::: Provided records :::
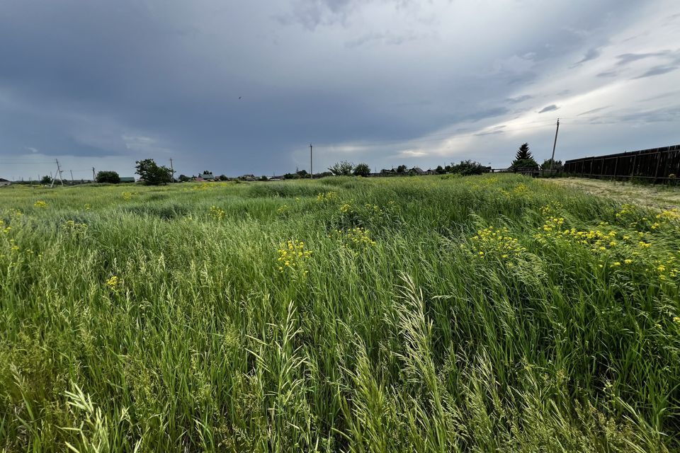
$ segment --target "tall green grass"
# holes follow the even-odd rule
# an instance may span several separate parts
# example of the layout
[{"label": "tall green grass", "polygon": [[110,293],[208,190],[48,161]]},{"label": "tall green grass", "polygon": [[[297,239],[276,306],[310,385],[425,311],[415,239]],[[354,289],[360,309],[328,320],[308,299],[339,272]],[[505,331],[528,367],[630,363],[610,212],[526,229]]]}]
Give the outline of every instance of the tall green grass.
[{"label": "tall green grass", "polygon": [[4,188],[0,219],[3,451],[680,449],[676,212],[487,176]]}]

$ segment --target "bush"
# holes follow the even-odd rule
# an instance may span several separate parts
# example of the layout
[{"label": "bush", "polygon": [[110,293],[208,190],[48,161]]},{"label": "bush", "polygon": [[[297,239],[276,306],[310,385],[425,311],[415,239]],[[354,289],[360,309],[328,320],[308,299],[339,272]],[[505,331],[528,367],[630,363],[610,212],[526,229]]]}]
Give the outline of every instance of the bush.
[{"label": "bush", "polygon": [[[451,164],[447,165],[444,169],[446,173],[458,173],[467,176],[468,175],[481,175],[487,173],[489,168],[486,167],[479,162],[475,162],[470,159],[467,161],[460,161],[460,164]],[[437,172],[438,173],[438,168]]]},{"label": "bush", "polygon": [[120,182],[120,176],[115,171],[99,171],[97,173],[97,182],[118,184]]},{"label": "bush", "polygon": [[370,167],[368,164],[359,164],[354,167],[355,176],[368,176],[370,174]]}]

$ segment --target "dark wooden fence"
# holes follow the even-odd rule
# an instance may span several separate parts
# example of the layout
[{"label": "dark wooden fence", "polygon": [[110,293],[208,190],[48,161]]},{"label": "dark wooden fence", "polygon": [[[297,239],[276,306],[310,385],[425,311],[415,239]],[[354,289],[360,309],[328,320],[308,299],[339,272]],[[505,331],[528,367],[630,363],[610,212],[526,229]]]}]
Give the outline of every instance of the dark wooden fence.
[{"label": "dark wooden fence", "polygon": [[565,173],[585,178],[639,178],[661,182],[680,176],[680,144],[567,161]]}]

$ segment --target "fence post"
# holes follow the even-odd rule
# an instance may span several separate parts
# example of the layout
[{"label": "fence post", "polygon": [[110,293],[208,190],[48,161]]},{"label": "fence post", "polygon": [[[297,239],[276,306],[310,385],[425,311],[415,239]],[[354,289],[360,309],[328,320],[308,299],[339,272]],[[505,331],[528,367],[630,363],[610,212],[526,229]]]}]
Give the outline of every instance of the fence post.
[{"label": "fence post", "polygon": [[654,172],[654,183],[659,180],[659,166],[661,165],[661,151],[657,151],[657,169]]}]

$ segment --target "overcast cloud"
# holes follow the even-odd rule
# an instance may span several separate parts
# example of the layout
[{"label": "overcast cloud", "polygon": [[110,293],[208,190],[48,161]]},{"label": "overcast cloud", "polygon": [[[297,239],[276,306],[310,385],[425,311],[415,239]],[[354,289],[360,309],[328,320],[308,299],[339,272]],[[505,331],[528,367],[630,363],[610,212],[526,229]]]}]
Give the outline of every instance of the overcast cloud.
[{"label": "overcast cloud", "polygon": [[0,177],[564,160],[680,143],[679,84],[676,0],[4,0]]}]

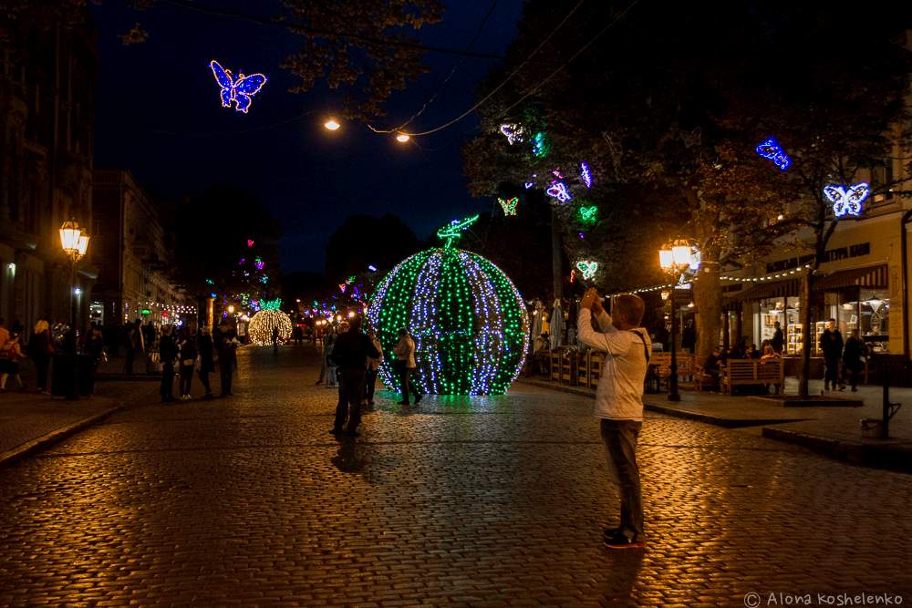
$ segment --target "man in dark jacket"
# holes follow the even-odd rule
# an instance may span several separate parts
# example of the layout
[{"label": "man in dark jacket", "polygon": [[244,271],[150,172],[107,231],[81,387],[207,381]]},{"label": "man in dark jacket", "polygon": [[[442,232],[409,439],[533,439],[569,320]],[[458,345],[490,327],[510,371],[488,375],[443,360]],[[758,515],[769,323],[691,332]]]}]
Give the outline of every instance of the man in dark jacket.
[{"label": "man in dark jacket", "polygon": [[177,360],[177,342],[171,335],[171,326],[163,325],[161,339],[159,341],[159,356],[161,360],[161,403],[171,403],[174,400],[174,361]]},{"label": "man in dark jacket", "polygon": [[843,335],[836,329],[836,320],[826,322],[820,335],[820,352],[824,354],[824,390],[835,390],[839,383],[839,357],[843,356]]},{"label": "man in dark jacket", "polygon": [[[332,435],[345,430],[346,435],[358,437],[358,426],[361,423],[361,399],[364,397],[365,372],[368,357],[380,356],[379,351],[361,331],[361,317],[351,320],[348,331],[336,339],[329,357],[338,366],[342,376],[339,386],[338,405],[336,407],[336,421]],[[346,427],[346,418],[348,419]]]},{"label": "man in dark jacket", "polygon": [[773,352],[782,354],[782,348],[785,346],[785,336],[782,335],[782,326],[778,321],[776,321],[776,331],[772,334],[770,344],[772,345]]}]

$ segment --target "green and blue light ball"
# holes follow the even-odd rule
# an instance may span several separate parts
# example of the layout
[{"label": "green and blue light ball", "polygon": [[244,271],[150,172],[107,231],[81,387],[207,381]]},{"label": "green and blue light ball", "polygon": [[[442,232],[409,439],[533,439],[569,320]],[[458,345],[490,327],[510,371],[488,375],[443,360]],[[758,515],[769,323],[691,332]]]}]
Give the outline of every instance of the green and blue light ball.
[{"label": "green and blue light ball", "polygon": [[380,377],[391,387],[399,386],[392,362],[403,327],[415,340],[412,377],[429,394],[503,394],[528,349],[528,314],[513,282],[489,260],[459,249],[404,260],[380,283],[367,316],[383,347]]}]

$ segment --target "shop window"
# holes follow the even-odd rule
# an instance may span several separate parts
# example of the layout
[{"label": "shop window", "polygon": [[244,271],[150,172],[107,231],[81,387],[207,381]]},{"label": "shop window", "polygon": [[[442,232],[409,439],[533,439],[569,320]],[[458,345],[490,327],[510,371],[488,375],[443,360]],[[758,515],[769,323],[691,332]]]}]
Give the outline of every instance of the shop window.
[{"label": "shop window", "polygon": [[890,330],[890,298],[885,290],[862,289],[845,294],[839,306],[839,327],[848,337],[855,330],[860,335],[886,335]]}]

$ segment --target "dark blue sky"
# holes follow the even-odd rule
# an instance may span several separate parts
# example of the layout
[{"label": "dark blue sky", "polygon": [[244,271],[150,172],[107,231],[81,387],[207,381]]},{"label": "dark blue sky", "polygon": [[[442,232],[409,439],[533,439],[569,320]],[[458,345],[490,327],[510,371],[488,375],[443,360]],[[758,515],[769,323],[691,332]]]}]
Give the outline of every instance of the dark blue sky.
[{"label": "dark blue sky", "polygon": [[[210,5],[249,12],[254,4]],[[264,16],[275,14],[264,10],[272,2],[255,5]],[[491,0],[450,0],[443,22],[422,29],[422,40],[466,48],[490,6]],[[500,0],[473,50],[502,54],[521,15],[522,0]],[[461,148],[477,127],[474,116],[405,146],[359,123],[329,133],[322,124],[333,113],[333,94],[323,88],[288,92],[295,80],[279,64],[300,38],[282,28],[167,4],[136,13],[104,2],[93,15],[101,56],[95,165],[129,169],[166,197],[215,181],[250,191],[282,222],[285,272],[322,271],[329,235],[351,214],[399,214],[424,239],[452,218],[490,206],[469,197],[462,176]],[[149,40],[121,45],[117,35],[136,21]],[[212,59],[235,74],[269,77],[249,114],[222,108]],[[436,53],[425,62],[431,71],[388,104],[389,125],[418,110],[456,64],[459,70],[411,129],[462,113],[492,66]]]}]

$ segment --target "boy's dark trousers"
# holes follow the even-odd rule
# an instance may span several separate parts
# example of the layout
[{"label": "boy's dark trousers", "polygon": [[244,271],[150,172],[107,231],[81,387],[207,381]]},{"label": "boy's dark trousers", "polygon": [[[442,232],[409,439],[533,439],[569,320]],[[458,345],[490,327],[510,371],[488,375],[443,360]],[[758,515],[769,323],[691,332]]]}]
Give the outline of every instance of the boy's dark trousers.
[{"label": "boy's dark trousers", "polygon": [[637,440],[642,422],[602,418],[602,441],[608,466],[621,493],[621,532],[627,538],[643,535],[643,497],[637,466]]},{"label": "boy's dark trousers", "polygon": [[161,400],[171,401],[174,399],[174,362],[163,361],[161,363]]},{"label": "boy's dark trousers", "polygon": [[361,424],[361,399],[364,397],[364,376],[363,369],[341,369],[339,376],[339,401],[336,406],[336,422],[333,428],[341,431],[346,426],[346,418],[348,419],[348,432],[354,433],[358,430],[358,425]]}]

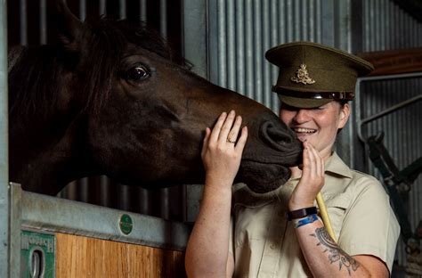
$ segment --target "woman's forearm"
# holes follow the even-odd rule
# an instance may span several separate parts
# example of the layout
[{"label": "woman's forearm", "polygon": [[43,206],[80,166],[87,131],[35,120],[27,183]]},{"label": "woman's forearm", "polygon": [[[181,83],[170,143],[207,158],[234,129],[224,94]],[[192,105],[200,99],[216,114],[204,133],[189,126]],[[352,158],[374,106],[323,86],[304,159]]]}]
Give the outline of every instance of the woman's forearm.
[{"label": "woman's forearm", "polygon": [[189,277],[225,277],[229,256],[231,186],[206,184],[186,249]]}]

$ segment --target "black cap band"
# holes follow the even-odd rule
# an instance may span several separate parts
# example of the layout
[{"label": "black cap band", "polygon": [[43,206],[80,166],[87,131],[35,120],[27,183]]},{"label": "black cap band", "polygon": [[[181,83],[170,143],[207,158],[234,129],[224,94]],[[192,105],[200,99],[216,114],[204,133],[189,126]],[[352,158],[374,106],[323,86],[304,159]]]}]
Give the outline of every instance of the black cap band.
[{"label": "black cap band", "polygon": [[276,86],[272,86],[272,92],[279,94],[304,98],[304,99],[331,99],[335,101],[352,101],[354,97],[354,93],[353,92],[296,92],[286,90]]}]

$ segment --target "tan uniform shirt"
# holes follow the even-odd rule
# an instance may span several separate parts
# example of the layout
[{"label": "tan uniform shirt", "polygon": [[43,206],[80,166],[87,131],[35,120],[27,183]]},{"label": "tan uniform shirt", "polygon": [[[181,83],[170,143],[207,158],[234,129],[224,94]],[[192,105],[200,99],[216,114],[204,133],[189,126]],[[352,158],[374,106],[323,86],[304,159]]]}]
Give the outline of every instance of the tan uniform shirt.
[{"label": "tan uniform shirt", "polygon": [[[391,273],[400,227],[385,189],[373,176],[351,170],[336,153],[325,169],[321,194],[338,245],[350,256],[377,257]],[[230,247],[234,277],[312,276],[285,217],[298,180],[264,195],[245,184],[234,187]]]}]

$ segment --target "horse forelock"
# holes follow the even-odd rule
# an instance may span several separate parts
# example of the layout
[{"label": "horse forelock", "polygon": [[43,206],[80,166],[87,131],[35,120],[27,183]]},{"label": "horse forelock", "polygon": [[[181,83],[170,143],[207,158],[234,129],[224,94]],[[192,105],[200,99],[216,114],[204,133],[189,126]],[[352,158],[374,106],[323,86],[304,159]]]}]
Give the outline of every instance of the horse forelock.
[{"label": "horse forelock", "polygon": [[[78,39],[79,49],[67,49],[60,45],[43,45],[21,52],[9,71],[10,114],[19,120],[33,120],[35,114],[51,117],[55,113],[61,80],[64,72],[77,64],[76,74],[85,103],[80,112],[96,113],[110,97],[113,75],[119,70],[119,59],[128,43],[147,49],[183,67],[190,63],[154,29],[142,21],[114,20],[91,18],[84,23]],[[72,61],[73,59],[73,61]],[[77,93],[75,93],[77,94]]]}]

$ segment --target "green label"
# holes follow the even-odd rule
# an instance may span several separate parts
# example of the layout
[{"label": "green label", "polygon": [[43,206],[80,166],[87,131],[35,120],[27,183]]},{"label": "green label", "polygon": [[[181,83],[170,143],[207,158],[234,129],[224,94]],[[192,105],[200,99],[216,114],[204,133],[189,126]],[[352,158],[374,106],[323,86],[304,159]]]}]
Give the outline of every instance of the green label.
[{"label": "green label", "polygon": [[132,223],[132,218],[129,217],[129,215],[124,214],[120,217],[120,220],[118,221],[118,227],[124,234],[129,234],[132,232],[134,225]]},{"label": "green label", "polygon": [[20,233],[21,277],[53,278],[55,236],[30,231]]}]

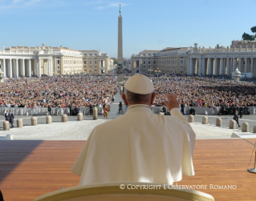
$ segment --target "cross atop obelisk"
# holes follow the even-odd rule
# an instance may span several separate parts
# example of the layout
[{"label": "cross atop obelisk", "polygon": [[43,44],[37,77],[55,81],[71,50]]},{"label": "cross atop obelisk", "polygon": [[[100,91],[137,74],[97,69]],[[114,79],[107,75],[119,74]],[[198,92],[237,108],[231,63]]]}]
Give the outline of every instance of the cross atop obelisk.
[{"label": "cross atop obelisk", "polygon": [[123,82],[123,32],[122,32],[122,15],[121,4],[119,4],[120,15],[118,17],[118,52],[117,52],[117,82]]}]

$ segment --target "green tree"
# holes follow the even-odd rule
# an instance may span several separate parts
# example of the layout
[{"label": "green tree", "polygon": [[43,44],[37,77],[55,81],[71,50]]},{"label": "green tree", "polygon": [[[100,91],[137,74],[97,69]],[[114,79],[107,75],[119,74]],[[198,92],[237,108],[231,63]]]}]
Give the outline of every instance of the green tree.
[{"label": "green tree", "polygon": [[117,64],[117,58],[112,58],[112,59],[113,59],[113,61],[114,61],[114,65]]},{"label": "green tree", "polygon": [[256,33],[256,26],[250,28],[251,32]]}]

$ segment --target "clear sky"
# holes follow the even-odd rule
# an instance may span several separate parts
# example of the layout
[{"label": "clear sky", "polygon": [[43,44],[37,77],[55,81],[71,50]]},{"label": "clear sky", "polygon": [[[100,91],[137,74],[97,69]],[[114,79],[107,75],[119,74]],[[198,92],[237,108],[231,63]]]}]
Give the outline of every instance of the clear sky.
[{"label": "clear sky", "polygon": [[[120,0],[124,57],[144,50],[225,46],[252,34],[255,0]],[[0,0],[0,47],[46,46],[117,56],[119,2]]]}]

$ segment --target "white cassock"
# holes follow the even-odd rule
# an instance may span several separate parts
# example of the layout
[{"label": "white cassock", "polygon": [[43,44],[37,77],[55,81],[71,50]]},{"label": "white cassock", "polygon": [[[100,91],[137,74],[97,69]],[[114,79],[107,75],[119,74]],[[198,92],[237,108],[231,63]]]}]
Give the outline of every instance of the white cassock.
[{"label": "white cassock", "polygon": [[95,127],[71,171],[79,185],[109,182],[173,184],[194,175],[195,133],[179,109],[155,115],[146,105]]}]

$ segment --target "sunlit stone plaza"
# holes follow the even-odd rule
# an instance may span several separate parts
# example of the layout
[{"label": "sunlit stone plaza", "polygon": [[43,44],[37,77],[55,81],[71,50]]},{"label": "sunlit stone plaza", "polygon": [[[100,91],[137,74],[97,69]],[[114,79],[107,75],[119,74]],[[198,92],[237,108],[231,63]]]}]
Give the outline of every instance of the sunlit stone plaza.
[{"label": "sunlit stone plaza", "polygon": [[256,200],[256,34],[201,4],[0,1],[0,201]]}]

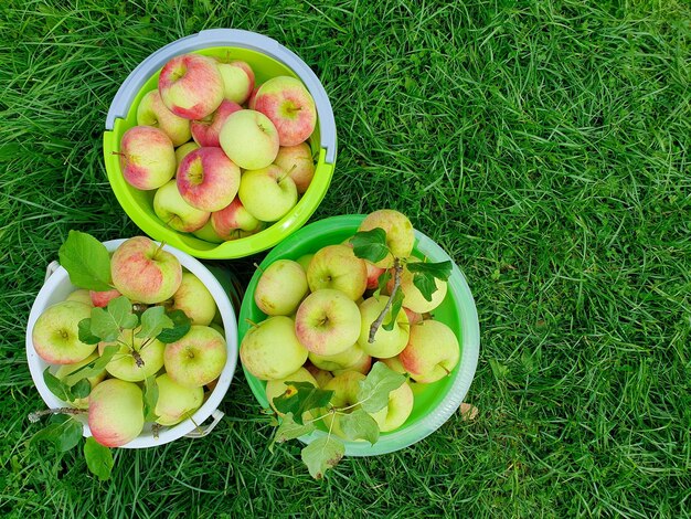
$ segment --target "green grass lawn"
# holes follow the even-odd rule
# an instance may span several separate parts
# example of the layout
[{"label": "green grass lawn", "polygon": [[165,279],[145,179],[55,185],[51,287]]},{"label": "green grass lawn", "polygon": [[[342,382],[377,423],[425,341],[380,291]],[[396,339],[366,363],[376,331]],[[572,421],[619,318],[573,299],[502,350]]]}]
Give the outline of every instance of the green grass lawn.
[{"label": "green grass lawn", "polygon": [[[689,4],[327,3],[0,7],[0,516],[689,517]],[[26,318],[71,229],[138,233],[102,158],[120,83],[222,27],[278,40],[330,96],[339,156],[312,220],[398,209],[464,271],[480,412],[315,481],[297,443],[267,451],[238,372],[210,436],[119,449],[100,483],[79,452],[26,444]],[[261,257],[228,265],[246,280]]]}]

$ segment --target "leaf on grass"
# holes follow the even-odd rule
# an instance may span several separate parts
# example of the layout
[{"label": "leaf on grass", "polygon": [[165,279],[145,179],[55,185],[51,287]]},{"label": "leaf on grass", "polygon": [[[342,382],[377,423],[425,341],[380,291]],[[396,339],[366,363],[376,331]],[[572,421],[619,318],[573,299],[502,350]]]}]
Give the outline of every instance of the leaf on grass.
:::
**Requirement:**
Count the lines in the entries above that contain the word "stone". Reply with the number alone.

**Output for this task:**
4